┌──

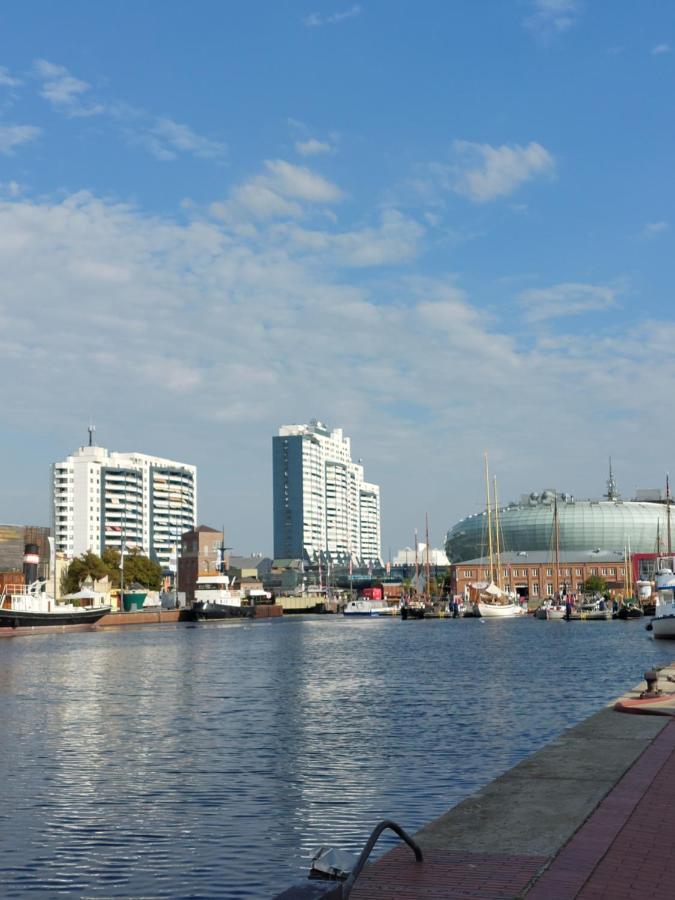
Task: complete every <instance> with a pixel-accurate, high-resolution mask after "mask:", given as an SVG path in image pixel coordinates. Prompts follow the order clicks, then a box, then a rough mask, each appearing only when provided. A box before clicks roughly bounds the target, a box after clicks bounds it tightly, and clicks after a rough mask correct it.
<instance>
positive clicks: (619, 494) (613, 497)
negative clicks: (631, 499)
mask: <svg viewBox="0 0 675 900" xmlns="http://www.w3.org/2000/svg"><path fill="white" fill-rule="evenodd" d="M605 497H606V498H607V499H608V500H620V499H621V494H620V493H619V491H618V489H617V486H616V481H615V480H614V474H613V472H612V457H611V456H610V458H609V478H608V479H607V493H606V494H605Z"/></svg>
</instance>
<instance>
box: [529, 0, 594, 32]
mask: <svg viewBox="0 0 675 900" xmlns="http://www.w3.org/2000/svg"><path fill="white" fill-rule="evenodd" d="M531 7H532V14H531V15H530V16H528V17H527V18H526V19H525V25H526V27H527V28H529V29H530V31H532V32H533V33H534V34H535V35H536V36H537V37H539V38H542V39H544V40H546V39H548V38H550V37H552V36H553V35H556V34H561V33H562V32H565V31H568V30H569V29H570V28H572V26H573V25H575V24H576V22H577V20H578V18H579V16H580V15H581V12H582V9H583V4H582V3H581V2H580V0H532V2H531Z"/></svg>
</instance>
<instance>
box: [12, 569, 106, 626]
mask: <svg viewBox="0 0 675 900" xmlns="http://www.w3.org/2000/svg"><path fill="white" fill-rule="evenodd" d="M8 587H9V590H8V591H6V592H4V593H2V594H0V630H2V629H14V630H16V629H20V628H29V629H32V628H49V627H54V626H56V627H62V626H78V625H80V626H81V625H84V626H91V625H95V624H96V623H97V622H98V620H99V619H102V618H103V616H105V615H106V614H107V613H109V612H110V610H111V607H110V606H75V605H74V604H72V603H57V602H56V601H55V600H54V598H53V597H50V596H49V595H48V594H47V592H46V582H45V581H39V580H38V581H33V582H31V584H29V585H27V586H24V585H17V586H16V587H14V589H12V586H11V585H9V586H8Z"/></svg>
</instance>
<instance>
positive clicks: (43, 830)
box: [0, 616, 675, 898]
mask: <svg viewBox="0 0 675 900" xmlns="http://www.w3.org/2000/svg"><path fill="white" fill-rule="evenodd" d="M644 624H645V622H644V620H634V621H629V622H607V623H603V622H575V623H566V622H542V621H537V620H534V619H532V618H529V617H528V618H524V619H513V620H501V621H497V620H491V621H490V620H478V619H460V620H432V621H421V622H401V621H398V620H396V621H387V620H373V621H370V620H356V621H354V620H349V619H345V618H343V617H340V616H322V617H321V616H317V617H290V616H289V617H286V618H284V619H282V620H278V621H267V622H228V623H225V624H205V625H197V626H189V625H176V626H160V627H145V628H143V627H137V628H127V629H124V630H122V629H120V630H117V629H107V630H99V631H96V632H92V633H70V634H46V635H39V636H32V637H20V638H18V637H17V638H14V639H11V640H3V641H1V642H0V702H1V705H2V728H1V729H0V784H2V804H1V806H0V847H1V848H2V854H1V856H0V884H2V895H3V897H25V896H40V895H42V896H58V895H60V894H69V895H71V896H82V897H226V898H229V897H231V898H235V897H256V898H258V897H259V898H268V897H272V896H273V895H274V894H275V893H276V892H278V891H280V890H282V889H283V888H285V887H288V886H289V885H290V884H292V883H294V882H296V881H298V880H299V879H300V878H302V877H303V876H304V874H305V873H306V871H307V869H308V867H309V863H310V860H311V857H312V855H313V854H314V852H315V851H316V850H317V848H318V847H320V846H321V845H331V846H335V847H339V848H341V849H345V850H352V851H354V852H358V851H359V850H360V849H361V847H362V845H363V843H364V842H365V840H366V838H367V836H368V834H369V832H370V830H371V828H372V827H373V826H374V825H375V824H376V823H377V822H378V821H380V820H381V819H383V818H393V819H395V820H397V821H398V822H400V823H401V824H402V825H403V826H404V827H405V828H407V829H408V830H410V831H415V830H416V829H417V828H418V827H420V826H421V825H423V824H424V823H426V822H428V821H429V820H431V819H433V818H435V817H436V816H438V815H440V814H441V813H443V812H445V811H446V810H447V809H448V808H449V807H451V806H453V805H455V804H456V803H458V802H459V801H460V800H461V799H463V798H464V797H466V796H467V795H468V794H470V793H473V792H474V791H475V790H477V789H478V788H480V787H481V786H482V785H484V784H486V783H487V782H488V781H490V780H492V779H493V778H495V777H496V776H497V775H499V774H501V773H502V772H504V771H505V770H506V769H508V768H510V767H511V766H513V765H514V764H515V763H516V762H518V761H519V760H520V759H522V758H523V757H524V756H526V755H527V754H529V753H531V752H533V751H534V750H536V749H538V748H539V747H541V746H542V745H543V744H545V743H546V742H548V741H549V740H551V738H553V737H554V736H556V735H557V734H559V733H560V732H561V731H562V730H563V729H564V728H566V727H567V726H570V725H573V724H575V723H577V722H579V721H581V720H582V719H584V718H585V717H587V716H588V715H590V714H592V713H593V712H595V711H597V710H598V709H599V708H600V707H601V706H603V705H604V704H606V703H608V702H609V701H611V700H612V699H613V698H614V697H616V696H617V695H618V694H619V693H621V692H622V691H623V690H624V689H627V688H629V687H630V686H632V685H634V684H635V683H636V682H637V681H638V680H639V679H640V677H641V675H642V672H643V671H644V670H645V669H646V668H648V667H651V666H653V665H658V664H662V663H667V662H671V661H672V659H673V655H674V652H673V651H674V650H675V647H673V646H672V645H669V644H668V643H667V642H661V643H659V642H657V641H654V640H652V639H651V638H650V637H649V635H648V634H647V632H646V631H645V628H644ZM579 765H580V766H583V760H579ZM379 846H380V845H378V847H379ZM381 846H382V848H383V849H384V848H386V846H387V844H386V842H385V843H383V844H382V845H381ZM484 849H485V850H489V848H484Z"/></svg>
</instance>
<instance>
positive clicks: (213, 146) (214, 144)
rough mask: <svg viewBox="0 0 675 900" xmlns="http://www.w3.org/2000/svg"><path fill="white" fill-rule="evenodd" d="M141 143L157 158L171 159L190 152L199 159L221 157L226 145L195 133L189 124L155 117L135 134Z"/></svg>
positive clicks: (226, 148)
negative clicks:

└──

**EXERCISE DESCRIPTION**. Please retype every record exactly, leaving the pictures out.

**EXERCISE ANSWER**.
Task: complete every <instance> with a pixel-accurate, high-resolution mask after "mask:", given as an SVG path in image pixel coordinates. Prompts follow the order clicks, then a box, then a rough mask, each appearing only when provided. A box before clicks roughly bounds the target, a box after clicks bounds it tightly, and clicks after a rough mask correct it.
<instance>
positive clicks: (619, 494) (613, 497)
negative clicks: (631, 499)
mask: <svg viewBox="0 0 675 900" xmlns="http://www.w3.org/2000/svg"><path fill="white" fill-rule="evenodd" d="M605 497H606V498H607V499H608V500H620V499H621V494H620V493H619V491H618V489H617V486H616V481H615V480H614V474H613V472H612V457H611V456H610V458H609V478H608V479H607V493H606V494H605Z"/></svg>
</instance>
<instance>
box: [529, 0, 594, 32]
mask: <svg viewBox="0 0 675 900" xmlns="http://www.w3.org/2000/svg"><path fill="white" fill-rule="evenodd" d="M531 7H532V14H531V15H530V16H528V17H527V18H526V19H525V25H526V27H527V28H529V29H530V31H532V32H533V33H534V34H535V35H536V36H537V37H539V38H542V39H544V40H546V39H548V38H550V37H552V36H553V35H556V34H561V33H562V32H565V31H568V30H569V29H570V28H572V26H573V25H575V24H576V22H577V20H578V18H579V16H580V15H581V12H582V9H583V4H582V3H581V2H580V0H532V2H531Z"/></svg>
</instance>
<instance>
box: [12, 569, 106, 626]
mask: <svg viewBox="0 0 675 900" xmlns="http://www.w3.org/2000/svg"><path fill="white" fill-rule="evenodd" d="M8 587H9V590H8V591H6V592H4V593H2V594H0V630H2V629H14V630H16V629H20V628H29V629H32V628H49V627H54V626H56V627H62V626H78V625H80V626H81V625H84V626H91V625H95V624H96V623H97V622H98V620H99V619H102V618H103V616H105V615H106V614H107V613H109V612H110V610H111V607H110V606H75V605H74V604H72V603H57V602H56V601H55V600H54V598H53V597H50V596H49V595H48V594H47V592H46V582H45V581H39V580H38V581H33V582H31V584H29V585H27V586H24V585H17V586H16V587H14V589H12V586H11V585H9V586H8Z"/></svg>
</instance>
<instance>
positive clicks: (43, 830)
box: [0, 616, 675, 898]
mask: <svg viewBox="0 0 675 900" xmlns="http://www.w3.org/2000/svg"><path fill="white" fill-rule="evenodd" d="M644 624H645V622H644V620H634V621H629V622H607V623H603V622H575V623H566V622H542V621H537V620H534V619H532V618H529V617H528V618H524V619H513V620H501V621H497V620H491V621H490V620H478V619H460V620H432V621H421V622H401V621H398V620H396V621H387V620H373V621H370V620H356V621H354V620H349V619H345V618H343V617H340V616H322V617H321V616H317V617H290V616H289V617H286V618H284V619H282V620H278V621H267V622H228V623H225V624H205V625H197V626H189V625H176V626H160V627H145V628H143V627H137V628H127V629H124V630H122V629H120V630H117V629H107V630H99V631H96V632H92V633H70V634H46V635H39V636H32V637H20V638H18V637H17V638H14V639H11V640H3V641H1V642H0V702H1V705H2V728H1V729H0V784H2V804H1V806H0V847H1V848H2V854H1V856H0V884H2V895H3V897H25V896H40V895H42V896H58V895H60V894H69V895H71V896H82V897H226V898H229V897H231V898H235V897H256V898H258V897H259V898H268V897H272V896H273V895H274V894H275V893H276V892H278V891H280V890H282V889H283V888H285V887H288V886H289V885H290V884H292V883H294V882H296V881H298V880H299V879H300V878H302V877H303V876H304V874H305V873H306V871H307V869H308V867H309V863H310V860H311V857H312V855H313V854H314V852H315V851H316V850H317V848H318V847H320V846H321V845H331V846H335V847H339V848H341V849H345V850H352V851H354V852H358V851H359V850H360V849H361V847H362V845H363V843H364V842H365V840H366V838H367V836H368V834H369V832H370V830H371V828H372V827H373V826H374V825H375V824H376V823H377V822H378V821H380V820H381V819H383V818H393V819H395V820H397V821H398V822H400V823H401V824H402V825H403V826H404V827H405V828H407V829H408V830H410V831H415V830H416V829H417V828H418V827H420V826H421V825H423V824H424V823H426V822H428V821H429V820H431V819H433V818H435V817H436V816H438V815H440V814H441V813H443V812H445V811H446V810H447V809H448V808H449V807H451V806H453V805H455V804H456V803H458V802H459V801H460V800H461V799H463V798H464V797H466V796H467V795H468V794H470V793H473V792H474V791H475V790H477V789H478V788H480V787H481V786H482V785H484V784H486V783H487V782H488V781H490V780H492V779H493V778H495V777H496V776H497V775H499V774H501V773H502V772H504V771H505V770H506V769H508V768H510V767H511V766H513V765H514V764H515V763H516V762H518V761H519V760H520V759H522V758H523V757H524V756H526V755H527V754H529V753H531V752H533V751H534V750H536V749H538V748H539V747H541V746H542V745H543V744H545V743H546V742H548V741H549V740H551V738H553V737H554V736H556V735H557V734H559V733H560V732H561V731H562V730H563V729H564V728H566V727H567V726H570V725H573V724H575V723H577V722H579V721H581V720H582V719H584V718H585V717H587V716H588V715H590V714H592V713H593V712H595V711H597V710H598V709H599V708H600V707H601V706H603V705H604V704H606V703H608V702H609V701H611V700H612V699H613V698H614V697H616V696H617V695H618V694H619V693H621V692H622V691H623V690H624V689H627V688H629V687H630V686H632V685H634V684H635V683H636V682H637V681H638V680H639V679H640V677H641V675H642V672H643V671H644V670H645V669H646V668H648V667H651V666H653V665H658V664H662V663H667V662H671V661H672V659H673V655H674V652H673V651H674V650H675V647H673V646H672V645H669V644H668V643H667V642H661V643H659V642H657V641H654V640H652V639H651V638H650V637H649V635H648V634H647V632H646V631H645V628H644ZM579 765H580V766H583V760H579ZM379 846H380V845H378V847H379ZM381 846H382V848H383V849H384V848H386V846H387V844H386V842H385V843H383V844H382V845H381ZM484 849H485V850H489V848H484Z"/></svg>
</instance>
<instance>
positive clicks: (213, 146) (214, 144)
rough mask: <svg viewBox="0 0 675 900" xmlns="http://www.w3.org/2000/svg"><path fill="white" fill-rule="evenodd" d="M141 143L157 158L171 159L190 152L199 159L221 157L226 145L195 133L189 124L155 117L135 134Z"/></svg>
positive clicks: (226, 148)
negative clicks:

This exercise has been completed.